■ **Source passage**:
Friday 26 September 2014

Another Graph Karaoke: Tom Waits

End of the quarter for me, and instead of biting my nails or pace myself waiting for some of our customers' orders to come in, I thought I would have another go at Graph Karaoke. Still waiting for that new discipline to catch on - but as long as I am having fun, right :)))

Here's the scoop: I have been a longtime fan of Tom Waits. Before Spotify came along, it was was one of the few artists that I basically bought ALL the records off. Good and bad. Actually he never made a truly bad record in my opinion, but that's a different topic :) ... and earlier in the week I came across one of my alltime favourite songs:
Such a wonderful, poetic and funny song - I just love it. The lyrics are over here, and I used these Cypher statements to import the song into my favourite graph database. Then all I had to do was create a little movie to share it with you - so here it is:



The queries that I used in the video, are also on github. I hope you half as much fun listening to it/watching it as I had creating it.

■ **Data**:
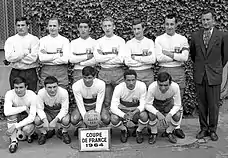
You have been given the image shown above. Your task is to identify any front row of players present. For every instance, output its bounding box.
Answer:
[4,66,182,153]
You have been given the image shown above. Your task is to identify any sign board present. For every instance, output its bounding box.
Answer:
[79,127,111,151]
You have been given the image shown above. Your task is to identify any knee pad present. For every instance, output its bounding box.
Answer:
[17,130,27,141]
[7,117,17,129]
[111,114,121,125]
[148,119,158,126]
[139,111,149,122]
[138,119,149,125]
[148,113,157,121]
[61,116,70,128]
[21,124,35,136]
[34,116,43,127]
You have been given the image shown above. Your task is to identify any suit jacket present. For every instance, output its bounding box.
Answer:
[190,28,228,85]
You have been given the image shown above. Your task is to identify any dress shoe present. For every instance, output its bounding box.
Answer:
[148,133,157,144]
[62,132,71,144]
[167,133,177,144]
[210,132,218,141]
[173,128,185,139]
[120,130,128,143]
[27,136,33,143]
[9,141,18,153]
[131,126,138,137]
[31,132,38,140]
[38,133,47,145]
[136,131,144,144]
[47,129,55,139]
[56,128,63,139]
[196,130,209,139]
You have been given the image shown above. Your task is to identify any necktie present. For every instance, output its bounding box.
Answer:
[203,30,211,48]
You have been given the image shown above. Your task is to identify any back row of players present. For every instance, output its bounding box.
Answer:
[4,66,182,153]
[5,14,189,152]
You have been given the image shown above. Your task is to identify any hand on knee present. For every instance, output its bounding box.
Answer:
[172,112,181,122]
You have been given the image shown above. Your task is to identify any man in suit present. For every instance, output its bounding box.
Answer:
[190,10,227,141]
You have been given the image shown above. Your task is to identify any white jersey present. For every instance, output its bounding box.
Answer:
[69,37,97,70]
[37,87,69,120]
[146,81,181,116]
[125,37,156,70]
[72,78,105,118]
[110,81,147,118]
[4,89,37,128]
[4,34,39,69]
[39,35,70,65]
[155,33,189,67]
[94,35,126,68]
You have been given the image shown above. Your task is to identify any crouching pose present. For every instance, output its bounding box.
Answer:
[145,72,181,144]
[35,76,71,145]
[4,77,37,153]
[71,66,110,136]
[111,70,148,143]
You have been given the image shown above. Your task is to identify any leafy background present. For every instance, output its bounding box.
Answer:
[18,0,228,115]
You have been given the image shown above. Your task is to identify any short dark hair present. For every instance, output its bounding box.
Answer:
[124,69,137,79]
[82,66,97,77]
[158,72,172,83]
[44,76,59,87]
[132,18,145,28]
[15,17,29,25]
[102,16,115,25]
[48,17,61,26]
[165,13,177,23]
[202,8,215,18]
[13,76,27,86]
[78,19,91,27]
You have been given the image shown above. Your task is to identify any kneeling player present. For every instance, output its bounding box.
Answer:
[4,77,37,153]
[145,72,181,144]
[111,70,148,143]
[35,76,71,145]
[71,66,110,136]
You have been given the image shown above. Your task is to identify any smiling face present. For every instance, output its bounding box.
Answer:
[158,80,170,94]
[78,23,90,39]
[133,23,144,40]
[124,75,136,90]
[45,82,58,97]
[16,21,29,36]
[202,13,214,30]
[82,75,95,87]
[14,83,27,97]
[165,18,176,36]
[48,19,60,37]
[102,21,115,37]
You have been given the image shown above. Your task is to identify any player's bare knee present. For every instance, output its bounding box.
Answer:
[111,114,120,125]
[172,112,181,122]
[61,114,70,126]
[139,111,149,122]
[148,113,157,121]
[7,115,17,120]
[34,115,43,126]
[70,114,82,125]
[22,123,35,135]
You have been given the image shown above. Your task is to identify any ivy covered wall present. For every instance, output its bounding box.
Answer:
[23,0,228,115]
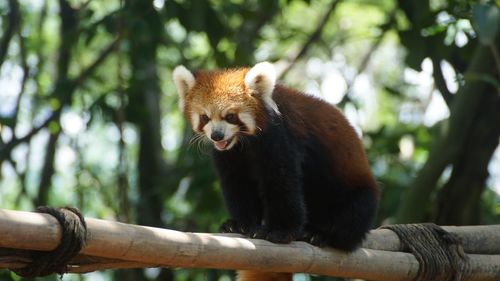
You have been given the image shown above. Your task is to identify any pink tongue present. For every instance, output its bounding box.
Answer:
[214,141,227,150]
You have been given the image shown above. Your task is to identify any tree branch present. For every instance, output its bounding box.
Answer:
[396,32,500,223]
[0,210,500,281]
[279,0,341,79]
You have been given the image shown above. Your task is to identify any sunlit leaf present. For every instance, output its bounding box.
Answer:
[472,4,500,45]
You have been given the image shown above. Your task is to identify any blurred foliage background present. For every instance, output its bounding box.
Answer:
[0,0,500,280]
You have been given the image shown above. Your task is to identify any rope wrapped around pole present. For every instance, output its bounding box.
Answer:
[0,209,500,281]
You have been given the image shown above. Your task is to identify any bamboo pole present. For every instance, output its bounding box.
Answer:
[0,210,500,281]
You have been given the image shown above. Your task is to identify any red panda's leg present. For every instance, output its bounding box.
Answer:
[250,123,306,243]
[213,150,262,236]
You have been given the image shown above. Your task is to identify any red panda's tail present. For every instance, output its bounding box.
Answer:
[236,270,293,281]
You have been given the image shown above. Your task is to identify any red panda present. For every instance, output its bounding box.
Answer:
[173,62,379,281]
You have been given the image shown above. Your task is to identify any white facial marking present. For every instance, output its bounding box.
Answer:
[245,62,279,114]
[172,65,196,112]
[238,112,257,134]
[191,113,200,131]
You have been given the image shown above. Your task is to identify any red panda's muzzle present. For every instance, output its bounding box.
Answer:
[214,140,229,150]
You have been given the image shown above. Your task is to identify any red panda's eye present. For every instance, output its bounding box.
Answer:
[224,113,238,124]
[201,114,210,124]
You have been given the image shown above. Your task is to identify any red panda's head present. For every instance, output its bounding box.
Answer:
[173,62,279,150]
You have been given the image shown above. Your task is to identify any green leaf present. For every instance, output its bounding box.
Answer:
[472,4,500,45]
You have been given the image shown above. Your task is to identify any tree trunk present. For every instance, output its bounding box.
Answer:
[435,88,500,225]
[396,36,500,223]
[118,0,173,280]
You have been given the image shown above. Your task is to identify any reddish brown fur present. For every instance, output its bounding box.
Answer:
[185,68,266,133]
[273,85,378,192]
[185,68,378,281]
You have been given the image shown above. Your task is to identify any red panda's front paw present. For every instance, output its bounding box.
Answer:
[219,219,254,235]
[252,227,298,244]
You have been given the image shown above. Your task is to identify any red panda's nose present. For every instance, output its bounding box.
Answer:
[210,131,224,141]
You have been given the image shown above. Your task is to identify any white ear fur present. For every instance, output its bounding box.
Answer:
[245,61,279,113]
[172,65,195,112]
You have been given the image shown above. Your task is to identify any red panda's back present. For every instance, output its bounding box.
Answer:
[273,85,377,189]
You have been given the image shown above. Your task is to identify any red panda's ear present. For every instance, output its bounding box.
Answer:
[172,65,195,112]
[245,62,279,113]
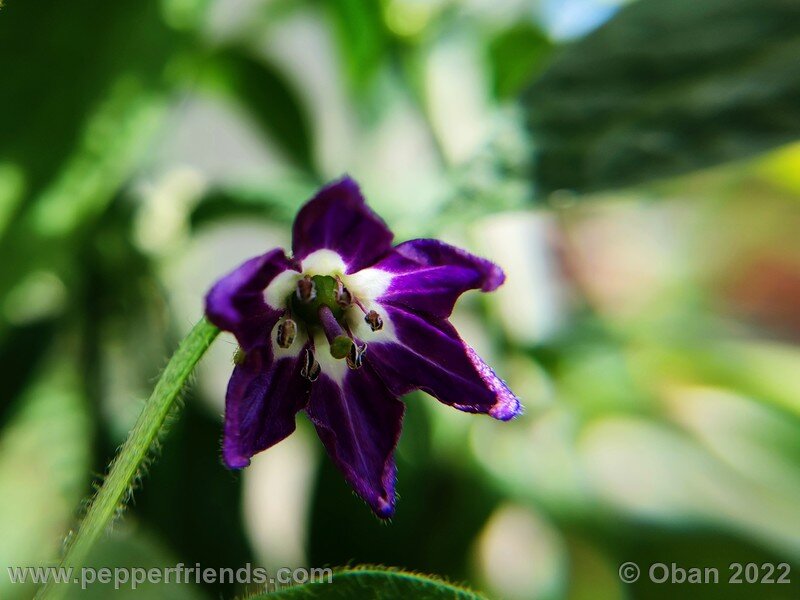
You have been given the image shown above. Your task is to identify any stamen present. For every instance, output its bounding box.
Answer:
[346,343,367,370]
[296,275,317,304]
[233,346,247,365]
[364,310,383,331]
[336,277,353,308]
[319,305,353,358]
[278,317,297,348]
[300,349,322,381]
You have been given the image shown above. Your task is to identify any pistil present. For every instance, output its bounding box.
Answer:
[318,305,353,358]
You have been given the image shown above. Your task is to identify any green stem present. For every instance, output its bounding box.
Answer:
[36,319,219,600]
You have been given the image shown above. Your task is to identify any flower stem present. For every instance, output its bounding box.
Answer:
[36,319,219,600]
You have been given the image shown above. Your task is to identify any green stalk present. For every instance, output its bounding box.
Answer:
[36,319,219,600]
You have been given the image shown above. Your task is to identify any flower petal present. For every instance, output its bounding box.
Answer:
[227,345,309,469]
[374,239,505,318]
[366,307,522,421]
[292,177,394,273]
[306,365,405,519]
[206,248,293,351]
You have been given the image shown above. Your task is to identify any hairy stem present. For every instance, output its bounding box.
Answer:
[36,319,219,600]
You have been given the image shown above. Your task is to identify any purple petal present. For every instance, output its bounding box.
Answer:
[306,365,405,519]
[374,240,505,318]
[292,177,394,273]
[227,346,309,469]
[366,307,522,421]
[206,249,292,350]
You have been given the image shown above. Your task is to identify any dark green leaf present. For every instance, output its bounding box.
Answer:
[524,0,800,192]
[325,0,389,90]
[489,23,553,99]
[252,567,483,600]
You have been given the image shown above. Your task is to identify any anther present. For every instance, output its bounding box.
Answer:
[278,318,297,348]
[297,275,317,304]
[345,343,367,370]
[364,310,383,331]
[300,350,322,381]
[233,346,247,365]
[336,277,353,308]
[318,306,353,359]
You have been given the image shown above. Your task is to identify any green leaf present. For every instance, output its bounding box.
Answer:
[252,567,484,600]
[325,0,389,92]
[203,48,314,173]
[0,354,92,599]
[0,0,177,195]
[489,23,553,99]
[523,0,800,192]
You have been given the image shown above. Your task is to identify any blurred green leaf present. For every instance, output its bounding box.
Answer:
[203,47,315,173]
[523,0,800,193]
[0,0,177,200]
[325,0,389,91]
[488,23,553,99]
[66,526,208,600]
[252,567,483,600]
[0,348,91,598]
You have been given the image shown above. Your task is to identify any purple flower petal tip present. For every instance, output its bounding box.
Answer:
[222,450,250,471]
[206,177,522,519]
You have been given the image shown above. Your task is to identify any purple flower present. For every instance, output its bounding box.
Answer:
[206,178,521,518]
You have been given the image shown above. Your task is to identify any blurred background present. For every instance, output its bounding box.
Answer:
[0,0,800,600]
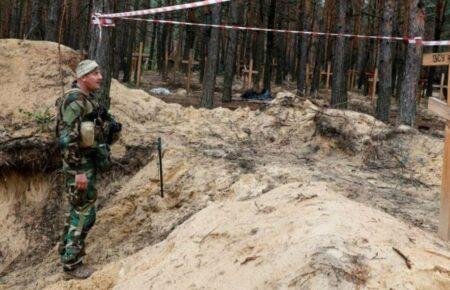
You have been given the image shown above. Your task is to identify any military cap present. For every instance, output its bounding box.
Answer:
[76,59,99,79]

■ **Written tasks**:
1) Duplicate the part of the Graph Karaoke post that opens with the words containing "Here's the scoop: I" and closes with "had creating it.".
2) Answer these questions from the Graph Karaoke post.
(a) What point in the business calendar had the author reached when writing?
(b) Before Spotify came along, how many of Tom Waits's records did the author basically buy?
(c) Where else can the queries used in the video be found?
3) Resume the Graph Karaoke post after its final sentence.
The records have no connection to the Graph Karaoke post.

■ **Outputs**:
1)
Here's the scoop: I have been a longtime fan of Tom Waits. Before Spotify came along, it was was one of the few artists that I basically bought ALL the records off. Good and bad. Actually he never made a truly bad record in my opinion, but that's a different topic :) ... and earlier in the week I came across one of my alltime favourite songs:
Such a wonderful, poetic and funny song - I just love it. The lyrics are over here, and I used these Cypher statements to import the song into my favourite graph database. Then all I had to do was create a little movie to share it with you - so here it is:



The queries that I used in the video, are also on github. I hope you half as much fun listening to it/watching it as I had creating it.

2)
(a) The end of the quarter.
(b) All of them.
(c) On github.

3)
Cheers

Rik

Friday 19 September 2014

Graphs for HR Analytics

Yesterday, I had the pleasure of doing a talk at the Brussels Data Science meetup. Some really cool people there, with interesting things to say. My talk was about how graph databases like Neo4j can contribute to HR Analytics. Here are the slides of the talk:

I truly had a lot of fun delivering the talk, but probably even more preparing for it.

My basic points that I wanted to get across where these:
  • the HR function could really benefit from a more real world understanding of how information flows in its organization. Information flows through the *real* social network of people in your organization - independent of your "official" hierarchical / matrix-shaped org chart. Therefore it follows logically that it would really benefit the HR function to understand and analyse this information flow, through social network analysis.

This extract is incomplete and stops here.